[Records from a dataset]
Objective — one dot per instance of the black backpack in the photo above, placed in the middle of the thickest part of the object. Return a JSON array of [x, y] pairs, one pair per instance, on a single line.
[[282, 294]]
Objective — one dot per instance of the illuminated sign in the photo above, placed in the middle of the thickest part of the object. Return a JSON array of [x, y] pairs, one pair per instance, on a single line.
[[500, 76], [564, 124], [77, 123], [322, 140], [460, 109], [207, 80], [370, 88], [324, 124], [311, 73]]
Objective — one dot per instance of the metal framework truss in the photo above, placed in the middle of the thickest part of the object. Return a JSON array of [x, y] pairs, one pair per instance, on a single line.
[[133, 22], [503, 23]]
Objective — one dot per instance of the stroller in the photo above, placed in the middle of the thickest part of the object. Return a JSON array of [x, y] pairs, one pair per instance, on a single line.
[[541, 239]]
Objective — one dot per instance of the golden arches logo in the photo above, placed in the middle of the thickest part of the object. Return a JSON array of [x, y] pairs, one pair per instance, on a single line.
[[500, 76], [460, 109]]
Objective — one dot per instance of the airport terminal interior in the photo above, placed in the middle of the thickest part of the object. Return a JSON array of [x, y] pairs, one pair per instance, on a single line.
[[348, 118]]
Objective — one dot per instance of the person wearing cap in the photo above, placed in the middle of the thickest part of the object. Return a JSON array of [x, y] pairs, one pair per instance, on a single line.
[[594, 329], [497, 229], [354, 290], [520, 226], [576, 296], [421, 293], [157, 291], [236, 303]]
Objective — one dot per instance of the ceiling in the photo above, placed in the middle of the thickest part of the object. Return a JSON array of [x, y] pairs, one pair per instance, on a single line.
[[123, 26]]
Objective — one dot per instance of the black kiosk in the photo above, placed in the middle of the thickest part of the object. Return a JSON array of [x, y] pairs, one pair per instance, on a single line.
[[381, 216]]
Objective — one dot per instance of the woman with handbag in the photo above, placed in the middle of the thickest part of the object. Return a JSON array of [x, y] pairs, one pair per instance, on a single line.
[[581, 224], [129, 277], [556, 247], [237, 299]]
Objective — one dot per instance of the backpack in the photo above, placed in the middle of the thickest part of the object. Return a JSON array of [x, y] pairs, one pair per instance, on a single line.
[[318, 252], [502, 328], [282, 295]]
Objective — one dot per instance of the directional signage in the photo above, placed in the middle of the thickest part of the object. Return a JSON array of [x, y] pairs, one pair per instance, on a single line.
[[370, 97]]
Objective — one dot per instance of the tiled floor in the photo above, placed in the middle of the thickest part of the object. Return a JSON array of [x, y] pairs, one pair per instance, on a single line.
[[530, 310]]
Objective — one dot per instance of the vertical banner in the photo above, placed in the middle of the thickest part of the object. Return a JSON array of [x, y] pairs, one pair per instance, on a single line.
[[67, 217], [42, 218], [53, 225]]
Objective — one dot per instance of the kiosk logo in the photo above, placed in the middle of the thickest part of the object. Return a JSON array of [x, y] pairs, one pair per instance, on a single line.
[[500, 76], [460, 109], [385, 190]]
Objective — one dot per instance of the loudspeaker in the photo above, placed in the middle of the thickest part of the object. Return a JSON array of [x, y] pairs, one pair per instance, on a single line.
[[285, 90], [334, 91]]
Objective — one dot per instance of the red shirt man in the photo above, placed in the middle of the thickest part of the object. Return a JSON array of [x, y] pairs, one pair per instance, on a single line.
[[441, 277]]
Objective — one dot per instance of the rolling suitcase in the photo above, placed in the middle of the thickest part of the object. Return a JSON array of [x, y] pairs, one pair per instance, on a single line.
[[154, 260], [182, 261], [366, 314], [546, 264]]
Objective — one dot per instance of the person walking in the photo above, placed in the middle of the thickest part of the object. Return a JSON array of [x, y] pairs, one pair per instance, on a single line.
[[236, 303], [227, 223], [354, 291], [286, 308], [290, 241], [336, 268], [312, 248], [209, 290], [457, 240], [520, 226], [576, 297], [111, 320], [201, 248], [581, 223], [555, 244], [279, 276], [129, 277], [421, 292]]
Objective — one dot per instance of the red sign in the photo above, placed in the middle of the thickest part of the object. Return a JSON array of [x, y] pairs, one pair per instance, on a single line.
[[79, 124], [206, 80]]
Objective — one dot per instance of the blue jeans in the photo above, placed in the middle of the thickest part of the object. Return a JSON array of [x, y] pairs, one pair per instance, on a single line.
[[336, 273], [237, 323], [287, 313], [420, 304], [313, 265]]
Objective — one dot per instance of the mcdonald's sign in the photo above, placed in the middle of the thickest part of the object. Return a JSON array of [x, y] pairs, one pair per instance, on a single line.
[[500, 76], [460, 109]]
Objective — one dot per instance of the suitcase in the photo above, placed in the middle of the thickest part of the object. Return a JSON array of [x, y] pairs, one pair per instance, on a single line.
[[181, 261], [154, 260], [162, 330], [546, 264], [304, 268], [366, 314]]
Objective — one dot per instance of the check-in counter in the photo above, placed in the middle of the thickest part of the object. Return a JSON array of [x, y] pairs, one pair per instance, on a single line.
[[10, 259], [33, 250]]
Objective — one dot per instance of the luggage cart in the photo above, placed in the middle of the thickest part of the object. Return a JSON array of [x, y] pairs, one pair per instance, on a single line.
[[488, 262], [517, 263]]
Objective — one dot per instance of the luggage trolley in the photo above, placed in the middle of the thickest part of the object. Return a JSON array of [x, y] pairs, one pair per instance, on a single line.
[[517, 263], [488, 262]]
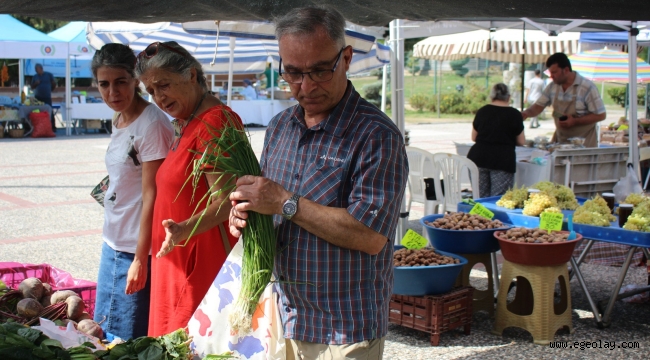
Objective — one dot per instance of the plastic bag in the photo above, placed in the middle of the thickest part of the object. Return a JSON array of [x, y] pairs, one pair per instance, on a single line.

WORK ORDER: Exactly what appears in the records above must be returned, apart from the pictures.

RESULT OF THE EXERCISE:
Objective — one dot per instance of the black backpack in the photo above, placed in the middle of the thickest part of the object. Return a JSON array of [x, y] pairs, one pair per instance, on a single line.
[[282, 294]]
Objective — one dot per instance of the illuminated sign in the photo above, placed in the middle of the thickest part of the object. Return a JSON array of [x, y] pairs, one pair per instance, on a single line.
[[500, 76], [564, 124], [77, 123], [322, 140], [460, 109], [207, 80], [370, 88], [324, 124], [311, 73]]
Objective — one dot per instance of the metal framework truss in the photo above, placed in the middle of the thickest part of the object. Return a JSON array of [x, y] pairs, one pair per instance, on a single line.
[[133, 22], [503, 23]]
Objective — one dot per instance of the stroller in the photo above, placed in the middle of the thickest part of the object. Return a JSON array of [x, y] pairs, one pair per instance, on a single line.
[[541, 239]]
Objective — one dot per instance of the golden arches logo in the photo above, placed in the middle of the thickest part of the object. Return a JSON array of [x, y] pairs, one pair per instance, on a single line.
[[500, 76], [460, 109]]
Objective — one dot per instance of the airport terminal interior in the photo above, placed in the middle of the thickest part of the object. Return a JSON array of [x, y] pairs, one pair per instance, on a single line.
[[348, 118]]
Objective — one dot per instance of the person wearing cap in the photo above, placed in the middle of the thickest part of the object. Return a JSON array of [x, y] pairs, one pair per instance, on a single line.
[[594, 329], [497, 229], [354, 290], [520, 226], [576, 296], [421, 293], [157, 291], [236, 303]]
Objective — one dot per instance of the ceiling in the photo above, placed in the middle of the thickest part of the object. Return a JSON array of [x, y] pairs, one pair per instance, on a single line.
[[123, 26]]
Objective — one dot per instance of the black kiosk in the photo above, placed in the middle of the thickest part of the object. Return a JSON array of [x, y] pairs, one pair per instance, on a single line.
[[381, 216]]
Objective — one dot per instance of the woman with handbag in the photo above, placed in the middle of the thickest part of the object. Return a JSON array of [x, y] pairs, one pair per instance, on a single line.
[[581, 224], [129, 277], [556, 247], [237, 299]]
Objective — one dot per instance of the backpack in the photo above, placed in the middle of the thickest part of the object. Return a JSON array of [x, y] pairs, one pair per instance, on a single line.
[[318, 252], [502, 328], [282, 295]]
Objective — one dot per instance of the directional signage in the photo above, placed in the middle of the thickest part of the object. Return a JSON array of [x, y] pairs, one pair per instance, on a single line.
[[370, 97]]
Objective — one dot per instance of the tiled floor in the photo above, placed in the middle of the thickest part of the object. Return a JSON array of [x, y] pairs, one pair per instance, on a single line.
[[530, 310]]
Objective — one dot per instance of the vertical banner in the photo above, placed in the middle of the thickest part of the object. Return a JSON array of [x, y] pairs, one pair per instance, on a single line.
[[67, 217], [42, 218], [53, 225]]
Objective — one dot per instance of the kiosk logo in the photo above, placed in the middle of the thickest part of the object. Return a JSON array of [x, y] pairs, one pair per instance, on a single line.
[[500, 76], [460, 109], [385, 190]]
Objective — one dot per instance of the loudspeaker in the photo above, placed in the middle of the thickest part of the object. Return a JSON array of [x, y] pairs, one pair per instance, on a single line.
[[285, 90], [334, 91]]
Objective — one dot per instance of the red shirt man in the photo above, placed in the middle of the thickest part of the object. Return a JSON array of [x, y] pairs, one pair per instance, on a single line.
[[441, 277]]
Objective — one dot per instance of the rolling suitcase in the photo above, placed in the middle of the thickest part of the object. Return a JSON array of [x, y] pairs, one pair per instance, on a single line.
[[154, 260], [182, 261], [366, 314], [546, 264]]
Objective — one dot per instance of the person walking in the photo above, placed in the middle of the thickest part of the object. Return a JSON array of [x, y] pairs, one pair per instance, on a single line.
[[236, 303], [227, 223], [354, 291], [286, 308], [290, 241], [336, 268], [312, 248], [209, 290], [457, 240], [520, 226], [576, 297], [111, 320], [201, 248], [581, 223], [555, 244], [279, 276], [129, 277], [421, 292]]
Objective — one dot per instance of the red sign in the photo above, placed in the middle of the thickest part of the object. Return a JSON array of [x, y] pairs, one pair per instance, on a single line.
[[79, 124], [206, 80]]
Objective — one dot per instance of the blue jeans in the photo above, placed in the middle of the thickest part of the object. Return a JSON array of [x, y] pairs, one pair per instance, on a single line.
[[336, 273], [237, 323], [287, 313], [420, 304], [313, 265]]
Objective — one dot per instance of the mcdonald's sign in the photo above, placed in the middle of the thickest part of the object. Return a JSON array of [x, y] pairs, one pair per instance, on a single line.
[[500, 76], [460, 109]]
Objective — one dot per instance of the suitcase in the photo above, placed in the middle of the thickest part of the object. Return a JSON array of [x, y] pairs, one pair per instance, on a single line.
[[181, 261], [154, 260], [162, 330], [546, 264], [304, 268], [366, 314]]
Objective — one dot per instance of the check-in counter in the photo above, placed in the middle of the thickest part of the object. Return a JSON array of [x, y] pairs, one pair per instance, on a single line.
[[10, 259], [33, 250]]
Objective — one dot per instance of the luggage cart in the photo above, placed in the middle of the thickest part of the object. Return a JSON array of [x, y] pairs, one pair per instance, on a single line.
[[488, 262], [517, 263]]
Objective — one dot per instance of the luggage trolley in the photo above, placed in the middle of the thickest part of the object. Return a JSON array of [x, y] pairs, one pair per instance, on a single line.
[[517, 263], [488, 262]]
Objective — one dot per instance of the plastic bag in the photo above, placed in the middle of the thickest part of the object. Return a JSON array of [x, y] pairs, one pair per instance, on a single line.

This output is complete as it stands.